**Given passage**
⁂
According to The Language of Clothes, author and academic scholar Lurie claims that long before you approach a person “on the street, in a meeting, or at a party, [one] announces your sex, age, and class…through what [one] is wearing [giving] important information (or misinformation) as to [one’s] occupation, origin, personality, opinions, tastes, sexual desires and current mood” (Lurie 3). Lurie’s assessment is not far from the truth, as fashion today has indeed become not only the sign of the times, it has become a sign system in itself. Whether it’s the “Japanese-American lady in Western dress…with an elaborate Oriental hairdo, or the Oxford-educated Arab who tops his Savile Row suit with a turban” (Lurie 7), fashion has become a powerful tool in exclaiming one’s socio-political stance and self-identity. Yet today in a world where one can buy into a lifestyle by picking the latest hippest manikin wear, the issue of authenticity… ‘to be real’ has always been an issue of constant debate. What then, one must wonder, revolves inside the minds of the fashion gurus…what is it about these people that enable them to create the “alpha consumer who is ceaselessly courted…[becoming] more sophisticated and more difficult to win over” (Wolf 173), yet are vital components in generating trends?

Meet Alyasha Owerka-Moore, one of the illest if not hippest urban fashion designers in the world. A native of Brooklyn yet fluent in Cantonese, Alyasha travels the globe through his network of hip hop musicians, world renown graphic artists, die-hard skateboarders, fresh graf-bombers, and the other hip masses of the world. This is his world. Working with well recognized urban fashion houses from Mecca, to Phat Farm, to Alphanumeric just to name a few…Alyasha is soon to open his own store and private line in the following months. MATHLAB will open in Down Town, San Diego’s own Soho on F and 10th street.
⁂
Records taken from a dataset
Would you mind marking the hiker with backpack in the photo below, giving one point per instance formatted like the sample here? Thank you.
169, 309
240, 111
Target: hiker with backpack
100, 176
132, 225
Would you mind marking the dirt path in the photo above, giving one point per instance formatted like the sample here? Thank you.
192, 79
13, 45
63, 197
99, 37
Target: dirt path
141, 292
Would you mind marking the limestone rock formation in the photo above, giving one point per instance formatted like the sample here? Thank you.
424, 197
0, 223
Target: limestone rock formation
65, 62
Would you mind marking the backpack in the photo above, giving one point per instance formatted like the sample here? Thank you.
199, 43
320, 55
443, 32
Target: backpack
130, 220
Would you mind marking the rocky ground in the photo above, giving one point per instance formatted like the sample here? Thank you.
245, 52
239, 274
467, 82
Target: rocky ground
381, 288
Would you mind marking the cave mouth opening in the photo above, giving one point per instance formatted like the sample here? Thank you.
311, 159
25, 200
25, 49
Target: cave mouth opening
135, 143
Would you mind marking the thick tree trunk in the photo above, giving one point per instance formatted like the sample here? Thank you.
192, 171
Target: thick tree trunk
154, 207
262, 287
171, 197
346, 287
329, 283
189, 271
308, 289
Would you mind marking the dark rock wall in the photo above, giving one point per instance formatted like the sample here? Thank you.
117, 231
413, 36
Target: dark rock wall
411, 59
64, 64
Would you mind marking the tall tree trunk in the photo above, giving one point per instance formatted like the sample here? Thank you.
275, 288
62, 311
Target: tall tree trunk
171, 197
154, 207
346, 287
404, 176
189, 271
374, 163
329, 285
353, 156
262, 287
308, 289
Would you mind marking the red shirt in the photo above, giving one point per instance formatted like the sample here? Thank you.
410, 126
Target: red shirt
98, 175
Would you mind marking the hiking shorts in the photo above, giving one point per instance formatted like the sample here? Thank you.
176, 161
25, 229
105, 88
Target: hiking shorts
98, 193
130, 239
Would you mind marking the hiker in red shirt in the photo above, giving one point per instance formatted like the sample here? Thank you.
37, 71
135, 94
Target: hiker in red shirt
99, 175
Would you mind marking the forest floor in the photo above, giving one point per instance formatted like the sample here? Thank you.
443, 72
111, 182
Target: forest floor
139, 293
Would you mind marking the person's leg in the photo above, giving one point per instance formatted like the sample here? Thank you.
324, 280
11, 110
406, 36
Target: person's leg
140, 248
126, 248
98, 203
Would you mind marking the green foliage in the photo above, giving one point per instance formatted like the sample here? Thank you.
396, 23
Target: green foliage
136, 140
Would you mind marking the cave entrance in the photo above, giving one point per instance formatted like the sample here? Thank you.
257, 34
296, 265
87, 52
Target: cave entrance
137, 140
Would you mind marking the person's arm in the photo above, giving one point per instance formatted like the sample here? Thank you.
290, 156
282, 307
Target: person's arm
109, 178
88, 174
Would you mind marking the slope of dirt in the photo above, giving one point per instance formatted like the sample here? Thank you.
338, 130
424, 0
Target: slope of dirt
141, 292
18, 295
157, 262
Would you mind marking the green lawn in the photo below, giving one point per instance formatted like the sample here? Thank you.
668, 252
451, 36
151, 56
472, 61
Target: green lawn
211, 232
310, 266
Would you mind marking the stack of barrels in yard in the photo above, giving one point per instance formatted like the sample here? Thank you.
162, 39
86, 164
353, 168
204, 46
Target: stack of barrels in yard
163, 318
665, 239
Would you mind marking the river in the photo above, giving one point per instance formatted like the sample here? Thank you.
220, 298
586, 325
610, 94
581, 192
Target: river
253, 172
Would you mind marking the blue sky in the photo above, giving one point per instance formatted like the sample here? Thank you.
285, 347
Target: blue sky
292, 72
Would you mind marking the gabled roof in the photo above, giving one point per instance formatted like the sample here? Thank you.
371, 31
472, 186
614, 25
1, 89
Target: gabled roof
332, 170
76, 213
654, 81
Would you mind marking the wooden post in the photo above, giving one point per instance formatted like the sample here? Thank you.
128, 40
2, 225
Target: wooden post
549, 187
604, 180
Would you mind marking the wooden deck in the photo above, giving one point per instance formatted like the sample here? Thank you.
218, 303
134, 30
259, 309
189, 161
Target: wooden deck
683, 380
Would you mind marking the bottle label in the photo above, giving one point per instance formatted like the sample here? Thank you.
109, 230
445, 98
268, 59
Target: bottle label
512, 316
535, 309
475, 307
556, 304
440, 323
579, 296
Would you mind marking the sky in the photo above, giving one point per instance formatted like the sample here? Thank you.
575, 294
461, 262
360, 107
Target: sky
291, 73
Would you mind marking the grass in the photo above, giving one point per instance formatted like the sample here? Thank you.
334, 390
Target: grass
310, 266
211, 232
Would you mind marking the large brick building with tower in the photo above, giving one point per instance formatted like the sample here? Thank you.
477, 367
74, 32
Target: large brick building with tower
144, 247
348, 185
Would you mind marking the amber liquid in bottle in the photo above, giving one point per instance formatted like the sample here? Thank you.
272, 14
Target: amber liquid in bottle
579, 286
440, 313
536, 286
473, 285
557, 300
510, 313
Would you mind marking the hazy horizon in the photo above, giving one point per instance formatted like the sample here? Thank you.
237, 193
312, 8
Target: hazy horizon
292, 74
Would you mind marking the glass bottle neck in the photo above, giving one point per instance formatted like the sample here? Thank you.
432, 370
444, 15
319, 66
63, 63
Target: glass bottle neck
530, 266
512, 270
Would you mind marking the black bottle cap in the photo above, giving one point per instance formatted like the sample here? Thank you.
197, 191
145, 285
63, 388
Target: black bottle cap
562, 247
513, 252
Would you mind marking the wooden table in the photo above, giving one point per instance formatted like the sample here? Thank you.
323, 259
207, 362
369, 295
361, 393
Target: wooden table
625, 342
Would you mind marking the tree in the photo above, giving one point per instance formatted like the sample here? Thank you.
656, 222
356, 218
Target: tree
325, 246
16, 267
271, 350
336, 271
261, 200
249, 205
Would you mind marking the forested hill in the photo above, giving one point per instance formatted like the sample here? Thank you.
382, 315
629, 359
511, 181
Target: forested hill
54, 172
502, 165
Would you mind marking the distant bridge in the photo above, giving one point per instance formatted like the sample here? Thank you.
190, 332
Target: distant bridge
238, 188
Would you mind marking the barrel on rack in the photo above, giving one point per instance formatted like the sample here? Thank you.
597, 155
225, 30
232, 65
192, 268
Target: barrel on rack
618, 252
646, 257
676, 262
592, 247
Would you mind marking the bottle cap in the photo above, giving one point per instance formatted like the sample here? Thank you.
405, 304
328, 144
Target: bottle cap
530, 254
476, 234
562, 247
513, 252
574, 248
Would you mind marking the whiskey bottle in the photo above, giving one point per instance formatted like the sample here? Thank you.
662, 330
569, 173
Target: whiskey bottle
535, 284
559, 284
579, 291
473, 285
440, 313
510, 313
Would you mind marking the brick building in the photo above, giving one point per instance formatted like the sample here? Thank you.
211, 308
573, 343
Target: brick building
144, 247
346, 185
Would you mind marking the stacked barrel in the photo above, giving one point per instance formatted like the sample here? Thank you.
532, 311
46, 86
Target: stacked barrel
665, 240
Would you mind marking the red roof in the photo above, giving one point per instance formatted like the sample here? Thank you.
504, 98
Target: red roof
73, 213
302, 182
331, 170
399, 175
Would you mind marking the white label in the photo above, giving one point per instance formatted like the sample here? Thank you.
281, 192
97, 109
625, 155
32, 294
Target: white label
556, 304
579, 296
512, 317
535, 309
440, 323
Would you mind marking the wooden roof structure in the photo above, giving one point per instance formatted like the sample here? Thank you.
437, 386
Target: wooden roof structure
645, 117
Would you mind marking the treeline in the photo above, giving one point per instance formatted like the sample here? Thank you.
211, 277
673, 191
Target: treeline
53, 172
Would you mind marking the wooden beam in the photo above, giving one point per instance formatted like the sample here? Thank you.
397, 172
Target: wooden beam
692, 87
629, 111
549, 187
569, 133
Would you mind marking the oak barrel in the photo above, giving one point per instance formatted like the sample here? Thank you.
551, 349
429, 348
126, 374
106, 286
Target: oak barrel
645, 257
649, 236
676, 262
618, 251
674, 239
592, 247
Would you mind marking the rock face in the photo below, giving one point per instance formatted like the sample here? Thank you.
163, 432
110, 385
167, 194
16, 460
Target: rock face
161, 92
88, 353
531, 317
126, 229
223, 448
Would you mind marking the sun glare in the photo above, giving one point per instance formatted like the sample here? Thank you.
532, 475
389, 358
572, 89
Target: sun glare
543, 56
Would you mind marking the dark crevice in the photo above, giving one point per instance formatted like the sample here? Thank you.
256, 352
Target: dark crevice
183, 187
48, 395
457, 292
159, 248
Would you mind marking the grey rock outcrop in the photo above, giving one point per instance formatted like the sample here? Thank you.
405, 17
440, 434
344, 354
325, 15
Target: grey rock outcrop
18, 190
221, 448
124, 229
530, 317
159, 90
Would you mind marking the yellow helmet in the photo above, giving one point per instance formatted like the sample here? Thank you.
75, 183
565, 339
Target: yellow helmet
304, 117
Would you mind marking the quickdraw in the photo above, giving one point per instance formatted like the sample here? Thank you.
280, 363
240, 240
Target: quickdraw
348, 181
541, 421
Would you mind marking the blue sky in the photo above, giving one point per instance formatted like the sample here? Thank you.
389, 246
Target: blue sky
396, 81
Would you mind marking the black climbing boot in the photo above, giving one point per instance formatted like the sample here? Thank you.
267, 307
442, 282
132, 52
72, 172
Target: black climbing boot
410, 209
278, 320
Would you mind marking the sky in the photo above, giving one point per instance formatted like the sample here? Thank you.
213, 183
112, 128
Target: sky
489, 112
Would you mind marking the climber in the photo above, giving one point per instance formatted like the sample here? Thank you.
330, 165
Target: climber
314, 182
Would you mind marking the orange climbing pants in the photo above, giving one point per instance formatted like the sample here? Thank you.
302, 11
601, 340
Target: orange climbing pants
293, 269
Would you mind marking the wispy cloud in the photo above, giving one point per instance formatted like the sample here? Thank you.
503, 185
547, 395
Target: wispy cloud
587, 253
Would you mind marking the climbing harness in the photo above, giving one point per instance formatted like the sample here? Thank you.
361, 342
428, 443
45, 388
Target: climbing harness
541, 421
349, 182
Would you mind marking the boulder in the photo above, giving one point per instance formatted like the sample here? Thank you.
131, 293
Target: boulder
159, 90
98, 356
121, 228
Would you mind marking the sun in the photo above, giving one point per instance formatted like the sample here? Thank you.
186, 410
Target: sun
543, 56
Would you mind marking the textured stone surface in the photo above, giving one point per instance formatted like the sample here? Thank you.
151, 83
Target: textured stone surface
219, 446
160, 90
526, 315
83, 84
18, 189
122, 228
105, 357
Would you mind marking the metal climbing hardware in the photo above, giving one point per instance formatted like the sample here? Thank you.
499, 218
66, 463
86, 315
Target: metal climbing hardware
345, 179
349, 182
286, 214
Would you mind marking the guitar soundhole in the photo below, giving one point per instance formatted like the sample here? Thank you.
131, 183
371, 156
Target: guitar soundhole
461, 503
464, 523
⁂
**Tasks to perform**
A - From the passage on fashion, extract the stretch from "Meet Alyasha Owerka-Moore, one" through "and 10th street.".
B - List the urban fashion houses that the passage on fashion names as ones Alyasha Owerka-Moore has worked with.
C - According to the passage on fashion, why is Lurie's assessment not far from the truth?

**Answers provided**
A -
Meet Alyasha Owerka-Moore, one of the illest if not hippest urban fashion designers in the world. A native of Brooklyn yet fluent in Cantonese, Alyasha travels the globe through his network of hip hop musicians, world renown graphic artists, die-hard skateboarders, fresh graf-bombers, and the other hip masses of the world. This is his world. Working with well recognized urban fashion houses from Mecca, to Phat Farm, to Alphanumeric just to name a few…Alyasha is soon to open his own store and private line in the following months. MATHLAB will open in Down Town, San Diego’s own Soho on F and 10th street.

B - Mecca, Phat Farm, Alphanumeric

C - Lurie's assessment is not far from the truth because fashion today has become not only the sign of the times but a sign system in itself.